**Exercise objective**
Below this line is a listing that includes pictures. Copy exactly, and only, the lines from the one containing "Query: conifer treeline" through the one containing "like [(1095, 641)]."; the pictures do not go in the copy.

★ ★ ★ ★ ★ ★ ★

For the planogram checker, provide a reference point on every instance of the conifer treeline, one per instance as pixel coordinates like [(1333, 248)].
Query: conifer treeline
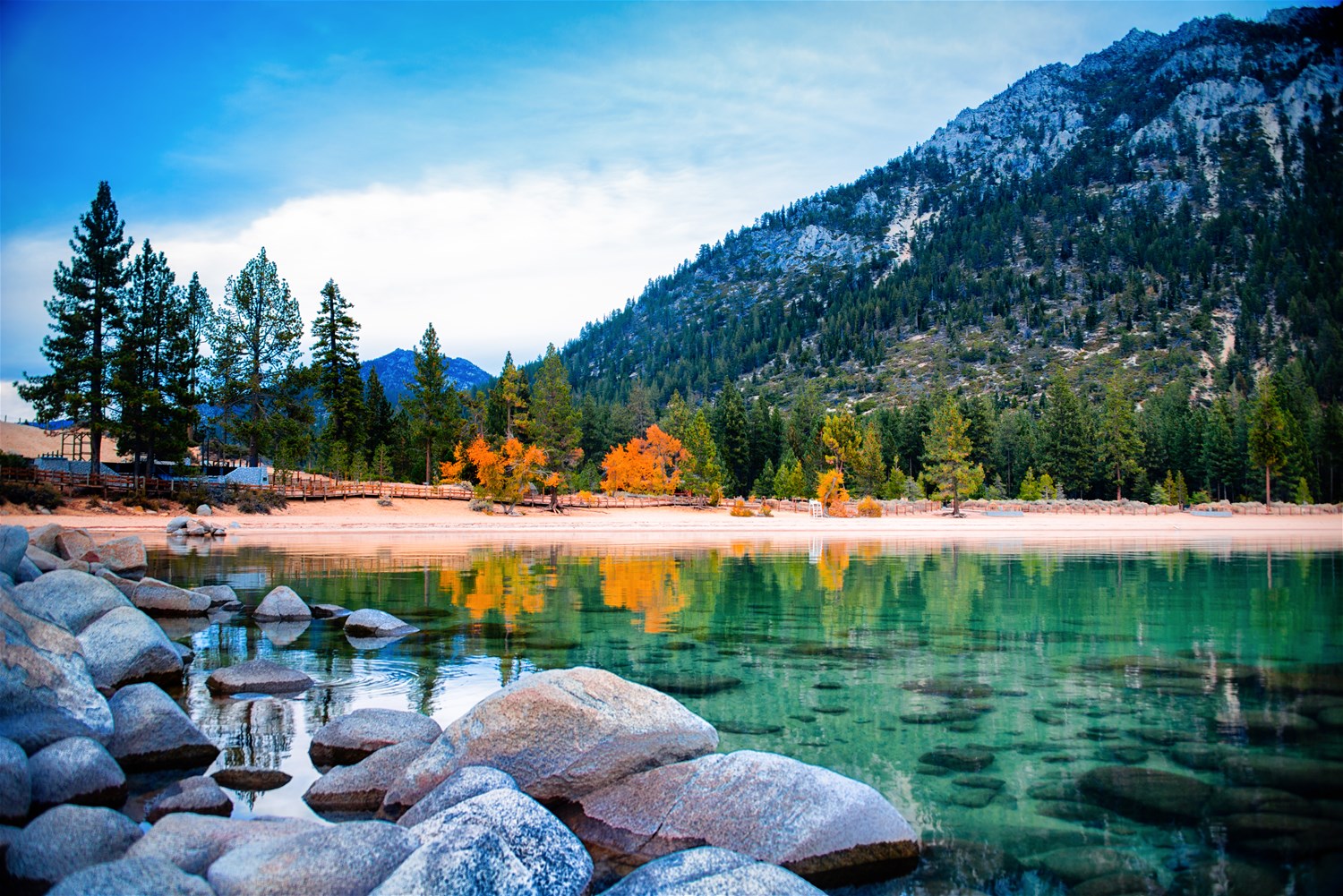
[(126, 356)]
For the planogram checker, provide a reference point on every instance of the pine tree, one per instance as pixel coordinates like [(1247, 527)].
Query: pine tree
[(432, 405), (1268, 437), (83, 314), (336, 370), (555, 421), (947, 456), (1119, 443), (255, 343), (153, 363)]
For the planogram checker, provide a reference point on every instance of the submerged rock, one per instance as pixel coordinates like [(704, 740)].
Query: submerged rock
[(362, 732), (821, 825), (560, 734), (257, 676)]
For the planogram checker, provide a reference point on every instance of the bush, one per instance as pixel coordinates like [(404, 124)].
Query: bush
[(869, 508)]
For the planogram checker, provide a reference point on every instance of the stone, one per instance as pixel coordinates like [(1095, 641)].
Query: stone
[(193, 842), (375, 624), (550, 856), (1147, 794), (362, 732), (362, 788), (1315, 778), (220, 595), (341, 860), (709, 871), (160, 598), (958, 758), (125, 557), (1085, 863), (461, 785), (252, 778), (13, 546), (561, 734), (132, 877), (46, 691), (282, 605), (124, 646), (15, 783), (153, 732), (74, 544), (257, 676), (198, 794), (75, 770), (64, 840), (817, 823), (69, 600)]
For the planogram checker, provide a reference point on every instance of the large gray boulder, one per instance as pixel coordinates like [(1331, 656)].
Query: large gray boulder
[(362, 732), (70, 600), (15, 783), (124, 646), (341, 860), (132, 877), (75, 770), (709, 871), (457, 788), (375, 624), (153, 732), (826, 828), (282, 605), (196, 794), (560, 734), (163, 600), (257, 676), (521, 848), (125, 557), (193, 842), (46, 691), (13, 544), (360, 788), (67, 839)]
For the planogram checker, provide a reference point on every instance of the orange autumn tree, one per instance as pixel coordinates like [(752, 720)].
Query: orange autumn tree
[(647, 465), (502, 476)]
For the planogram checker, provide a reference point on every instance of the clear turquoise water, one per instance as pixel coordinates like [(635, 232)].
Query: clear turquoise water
[(841, 654)]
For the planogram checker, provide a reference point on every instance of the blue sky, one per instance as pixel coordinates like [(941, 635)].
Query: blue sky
[(505, 171)]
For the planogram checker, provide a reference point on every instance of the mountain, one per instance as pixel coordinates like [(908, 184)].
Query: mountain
[(1171, 203), (397, 370)]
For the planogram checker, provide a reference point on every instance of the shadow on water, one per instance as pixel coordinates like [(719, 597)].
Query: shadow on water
[(1048, 719)]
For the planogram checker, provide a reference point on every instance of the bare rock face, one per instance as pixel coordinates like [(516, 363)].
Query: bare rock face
[(282, 605), (260, 676), (75, 770), (560, 734), (46, 691), (153, 732), (826, 828), (160, 598), (362, 732), (709, 871)]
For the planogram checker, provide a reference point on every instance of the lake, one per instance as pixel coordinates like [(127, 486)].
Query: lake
[(971, 686)]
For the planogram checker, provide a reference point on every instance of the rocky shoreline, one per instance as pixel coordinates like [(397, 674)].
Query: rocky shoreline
[(564, 782)]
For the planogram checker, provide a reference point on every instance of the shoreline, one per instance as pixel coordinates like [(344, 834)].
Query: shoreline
[(663, 525)]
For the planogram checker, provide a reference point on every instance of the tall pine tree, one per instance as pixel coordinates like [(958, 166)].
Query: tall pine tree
[(83, 314)]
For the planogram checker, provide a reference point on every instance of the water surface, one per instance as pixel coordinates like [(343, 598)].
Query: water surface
[(971, 687)]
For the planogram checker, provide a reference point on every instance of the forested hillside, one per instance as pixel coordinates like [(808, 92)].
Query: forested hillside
[(1170, 204)]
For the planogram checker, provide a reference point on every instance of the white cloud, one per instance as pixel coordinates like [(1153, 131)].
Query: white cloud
[(504, 266)]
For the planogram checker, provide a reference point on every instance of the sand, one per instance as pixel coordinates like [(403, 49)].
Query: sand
[(665, 525)]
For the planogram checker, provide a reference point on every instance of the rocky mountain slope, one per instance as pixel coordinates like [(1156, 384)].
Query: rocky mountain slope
[(1168, 204)]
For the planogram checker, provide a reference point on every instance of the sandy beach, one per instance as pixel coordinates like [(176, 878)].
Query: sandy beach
[(658, 525)]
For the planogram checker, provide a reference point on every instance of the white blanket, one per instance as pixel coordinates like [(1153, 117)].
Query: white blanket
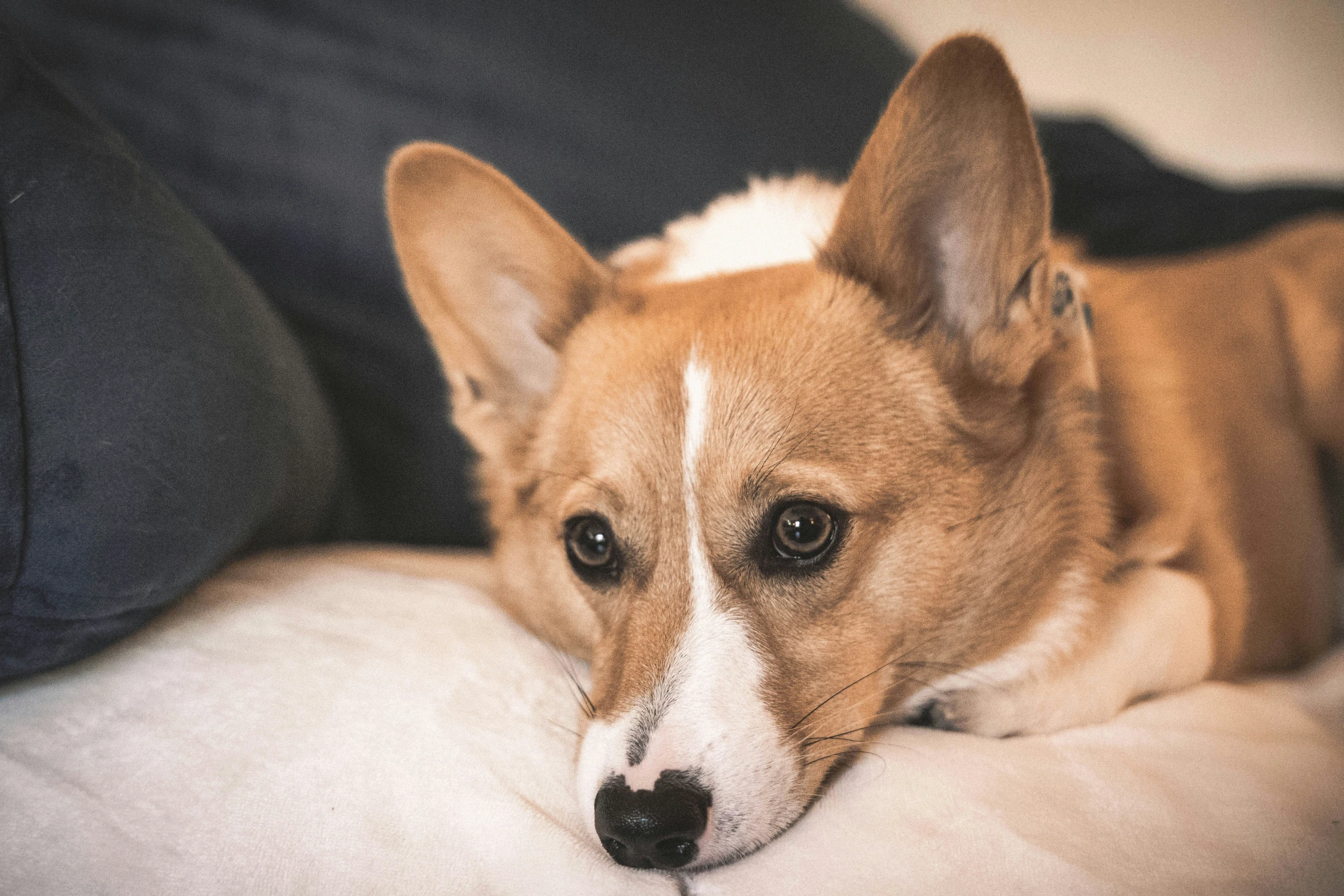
[(366, 722)]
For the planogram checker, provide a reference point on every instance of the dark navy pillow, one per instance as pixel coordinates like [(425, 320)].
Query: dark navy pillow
[(156, 417)]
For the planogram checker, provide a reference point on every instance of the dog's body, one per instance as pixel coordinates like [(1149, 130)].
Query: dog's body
[(826, 457)]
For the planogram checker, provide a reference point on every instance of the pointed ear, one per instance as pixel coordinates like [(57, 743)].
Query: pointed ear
[(495, 280), (948, 207)]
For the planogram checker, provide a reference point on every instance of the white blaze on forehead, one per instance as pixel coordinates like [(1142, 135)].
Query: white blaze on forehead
[(697, 386), (706, 714)]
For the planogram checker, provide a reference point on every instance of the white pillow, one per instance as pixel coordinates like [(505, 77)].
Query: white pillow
[(359, 722)]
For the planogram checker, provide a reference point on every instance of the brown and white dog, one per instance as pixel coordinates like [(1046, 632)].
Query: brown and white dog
[(826, 457)]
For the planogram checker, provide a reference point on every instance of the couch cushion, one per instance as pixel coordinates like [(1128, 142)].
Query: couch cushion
[(156, 417), (363, 722)]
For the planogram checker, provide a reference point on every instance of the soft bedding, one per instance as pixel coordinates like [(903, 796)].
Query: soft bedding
[(356, 720)]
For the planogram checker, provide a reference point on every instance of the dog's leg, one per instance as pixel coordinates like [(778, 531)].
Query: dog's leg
[(1155, 639)]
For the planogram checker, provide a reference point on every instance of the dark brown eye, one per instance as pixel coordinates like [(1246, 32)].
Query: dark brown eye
[(592, 547), (803, 532)]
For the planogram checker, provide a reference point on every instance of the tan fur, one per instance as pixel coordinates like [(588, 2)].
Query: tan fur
[(1012, 481)]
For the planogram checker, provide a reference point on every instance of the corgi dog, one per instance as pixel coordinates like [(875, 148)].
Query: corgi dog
[(827, 457)]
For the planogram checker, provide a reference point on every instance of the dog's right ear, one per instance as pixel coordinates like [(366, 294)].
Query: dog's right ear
[(495, 280)]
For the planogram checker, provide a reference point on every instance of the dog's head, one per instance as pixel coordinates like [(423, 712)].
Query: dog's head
[(776, 504)]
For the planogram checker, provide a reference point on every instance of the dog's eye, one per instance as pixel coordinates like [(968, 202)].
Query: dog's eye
[(592, 547), (803, 532)]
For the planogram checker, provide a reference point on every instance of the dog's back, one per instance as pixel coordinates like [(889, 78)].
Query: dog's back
[(1220, 375)]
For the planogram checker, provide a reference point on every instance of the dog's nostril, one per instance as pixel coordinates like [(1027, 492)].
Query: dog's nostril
[(652, 828)]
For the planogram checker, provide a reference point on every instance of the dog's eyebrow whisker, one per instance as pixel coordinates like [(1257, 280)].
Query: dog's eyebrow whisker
[(584, 700), (960, 672), (890, 663), (577, 477), (880, 694), (758, 473), (847, 751), (984, 515), (799, 443)]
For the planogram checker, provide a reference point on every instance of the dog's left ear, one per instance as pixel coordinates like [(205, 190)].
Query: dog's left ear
[(496, 281), (947, 213)]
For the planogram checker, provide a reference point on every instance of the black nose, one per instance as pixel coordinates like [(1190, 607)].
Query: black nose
[(652, 828)]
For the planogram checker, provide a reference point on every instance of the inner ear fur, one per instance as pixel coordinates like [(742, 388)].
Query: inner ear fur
[(496, 281), (947, 214)]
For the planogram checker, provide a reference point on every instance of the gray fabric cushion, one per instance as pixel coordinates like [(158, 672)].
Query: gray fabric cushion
[(156, 417)]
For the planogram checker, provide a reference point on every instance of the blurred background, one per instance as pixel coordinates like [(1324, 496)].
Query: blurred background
[(1167, 128)]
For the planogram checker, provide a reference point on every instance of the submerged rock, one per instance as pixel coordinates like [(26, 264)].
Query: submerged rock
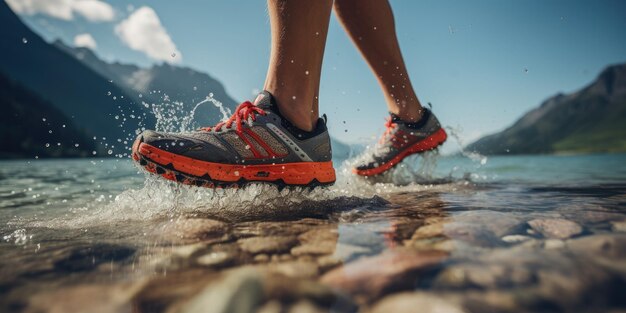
[(241, 291), (515, 238), (416, 302), (556, 228), (500, 224), (372, 276), (472, 234), (88, 258), (320, 241), (619, 226), (196, 229), (216, 258), (269, 244), (611, 246)]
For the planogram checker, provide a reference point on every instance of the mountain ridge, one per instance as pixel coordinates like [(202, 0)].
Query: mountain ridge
[(590, 120)]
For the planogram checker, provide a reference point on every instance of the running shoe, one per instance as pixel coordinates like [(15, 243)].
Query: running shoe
[(400, 140), (256, 144)]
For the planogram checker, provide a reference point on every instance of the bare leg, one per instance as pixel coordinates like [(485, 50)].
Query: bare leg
[(299, 29), (371, 26)]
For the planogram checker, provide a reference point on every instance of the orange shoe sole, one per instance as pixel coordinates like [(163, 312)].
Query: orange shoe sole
[(431, 142), (190, 171)]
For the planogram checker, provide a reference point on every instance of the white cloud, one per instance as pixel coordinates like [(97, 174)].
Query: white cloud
[(92, 10), (86, 41), (142, 31)]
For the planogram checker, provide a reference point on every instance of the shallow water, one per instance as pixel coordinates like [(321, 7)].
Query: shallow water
[(453, 234)]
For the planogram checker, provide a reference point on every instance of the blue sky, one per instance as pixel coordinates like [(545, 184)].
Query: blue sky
[(482, 64)]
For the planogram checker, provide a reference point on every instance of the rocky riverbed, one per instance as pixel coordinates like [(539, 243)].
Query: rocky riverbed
[(457, 248)]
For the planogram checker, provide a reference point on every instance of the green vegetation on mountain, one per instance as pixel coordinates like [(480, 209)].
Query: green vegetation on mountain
[(592, 120), (32, 127)]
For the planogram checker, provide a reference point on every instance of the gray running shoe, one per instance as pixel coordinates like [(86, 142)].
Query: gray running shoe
[(400, 140), (256, 144)]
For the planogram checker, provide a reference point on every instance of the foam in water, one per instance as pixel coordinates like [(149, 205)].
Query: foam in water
[(164, 200)]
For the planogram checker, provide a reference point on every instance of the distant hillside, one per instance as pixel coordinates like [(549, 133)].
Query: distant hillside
[(180, 84), (74, 89), (592, 120), (30, 126)]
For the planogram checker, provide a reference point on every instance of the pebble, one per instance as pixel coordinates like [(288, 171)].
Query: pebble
[(215, 258), (556, 228), (240, 291), (515, 238), (500, 224), (416, 302), (269, 244), (554, 244), (372, 275), (619, 226)]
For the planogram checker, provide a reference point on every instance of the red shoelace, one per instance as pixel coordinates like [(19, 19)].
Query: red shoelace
[(242, 113)]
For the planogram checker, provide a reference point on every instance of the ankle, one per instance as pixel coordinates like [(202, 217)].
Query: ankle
[(298, 111)]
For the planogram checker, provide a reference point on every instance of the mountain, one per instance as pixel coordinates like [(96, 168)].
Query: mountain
[(180, 84), (592, 120), (75, 90), (42, 130)]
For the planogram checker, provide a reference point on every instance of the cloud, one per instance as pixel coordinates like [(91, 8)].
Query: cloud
[(85, 40), (92, 10), (142, 31)]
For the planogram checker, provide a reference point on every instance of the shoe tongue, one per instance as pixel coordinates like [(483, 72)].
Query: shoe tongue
[(395, 118), (265, 101)]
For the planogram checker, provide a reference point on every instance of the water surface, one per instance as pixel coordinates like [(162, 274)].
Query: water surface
[(454, 234)]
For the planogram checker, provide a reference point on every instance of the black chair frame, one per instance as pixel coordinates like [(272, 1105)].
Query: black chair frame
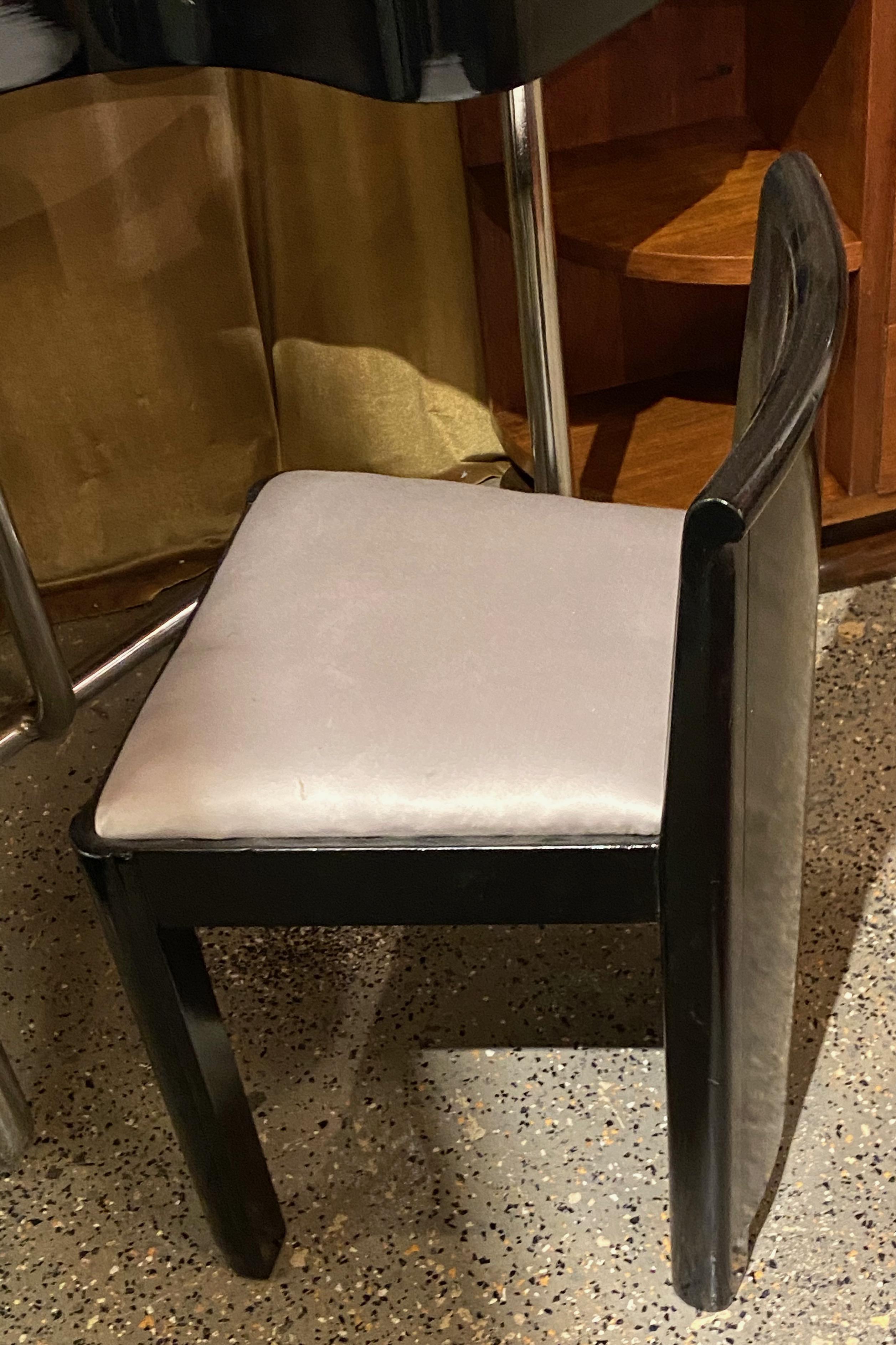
[(723, 877)]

★ ★ ★ ★ ★ ★ ★

**Task output**
Query: conifer treeline
[(126, 356)]
For the planogram checker, provide a reference point on every instance of the pine tree, one per instance as pixel coordinates like [(1247, 527)].
Query: pine tree
[(432, 405), (1268, 437), (83, 314), (336, 370), (555, 421), (947, 456), (1119, 443), (255, 343), (153, 363)]
For the planogram checker, provide a reference point on every instance of the submerged rock, one per instance as pixel coordinates like [(704, 740)].
Query: submerged rock
[(362, 732), (821, 825), (560, 734), (257, 676)]
For the planogram checker, provide a reference point on every instance of the bush, one per instance as pixel coordinates like [(404, 124)].
Query: bush
[(869, 508)]
For the planogram checker, provide a reference point on every instance of the stone, one per instance as pixel coordinates like [(1095, 641)].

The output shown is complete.